> _SOAL LATIHAN_
#1 Jawablah pertanyaan berikut berdasarkan berita tentang intoleransi beragama.
(a) Siapa Ketua Umum Pengurus Pusat GMKI?
(b) Di kabupaten dan provinsi mana musala terbakar saat umat Muslim melaksanakan salat Idul Fitri 1436 Hijriah?
(c) Gereja mana di Kota Samarinda yang dirobohkan?
#2 Tuliskan ulang seluruh bagian berita tentang intoleransi beragama mulai dari "1 Tahun Jokowi-JK, Intoleransi" terus ke bawah hingga "keyakinannya masing masing.", tanpa mengubah satu kata pun.

> _POTONGAN DOKUMEN_
:::::
1 Tahun Jokowi-JK, Intoleransi Beragama Semakin Parah
JAKARTA, SATUHARAPAN.COM – Ketua Umum Pengurus Pusat Gerakan Mahasiswa Kristen Indonesia (GMKI), Ayub Manuel Pongrekun, mengatakan Pemerintahan Joko Widodo dan Jusuf Kalla yang telah berusia satu tahun gagal menjamin warga negara untuk beribadah sesuai dengan agama dan keyakinannya masing masing.
Aksi-aksi intoleransi, menurut dia, justru semakin meningkat, seperti pembakaran dan pembongkaran gereja yang terjadi sejak hari Selasa (13/10) lalu, di Kabupaten Aceh Singkil, Provinsi Daerah Istimewa Aceh. “Setahun kepemimpinan Jokowi-JK gagal memberikan jaminan kepada warga negara untuk beribadah sesuai dengan agama dan keyakinannya. Justru aksi-aksi intoleransi semakin meningkat di sejumlah daerah di Indonesia,” ucap Ayub dalam keterangan tertulis yang diterima satuharapan.com, di Jakarta, hari Rabu (21/10).
Bahkan sebelumnya, dia menyebutkan, berbagai peristiwa memilukan terkait kehidupan antarumat beragama di Indonesia terjadi, di antaranya terbakarnya musala di Distrikl Karubaga, Kabupaten Tolikara, Provinsi Papua, saat umat Muslim melaksanakan salat Idul Fitri 1436 Hijriah. Kemudian pelarangan ibadah di Gereja Protestan Indonesia (GPI) Tanjung Senang, Kota Bandar Lampung, hari Minggu (12/7).
Bahkan, Ayub melanjutkan, pelarangan ibadah yang menyebabkan pendeta beserta keluarga terpaksa diungsikan juga terjadi di Gereja Bethel Indonesia (GBI) Saman Bantul, Kota Yogyakarta, hari Selasa (14/7). Kemudian, ada juga perobohan Gereja Huria Kristen Indonesia (HKI) Bukit Temindung, Kota Samarinda, Provinsi Kalimantan Timur, yang juga terjadi hari Selasa (14/7).
:::::
> _BARIS DATA_

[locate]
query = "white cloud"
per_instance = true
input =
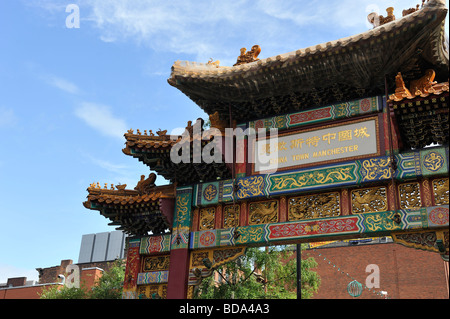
:::::
> _HASIL YANG DIHARAPKAN_
#1
(a) Ayub Manuel Pongrekun.
(b) Kabupaten Tolikara, Provinsi Papua.
(c) Gereja Huria Kristen Indonesia (HKI) Bukit Temindung.

#2
1 Tahun Jokowi-JK, Intoleransi Beragama Semakin Parah
JAKARTA, SATUHARAPAN.COM – Ketua Umum Pengurus Pusat Gerakan Mahasiswa Kristen Indonesia (GMKI), Ayub Manuel Pongrekun, mengatakan Pemerintahan Joko Widodo dan Jusuf Kalla yang telah berusia satu tahun gagal menjamin warga negara untuk beribadah sesuai dengan agama dan keyakinannya masing masing.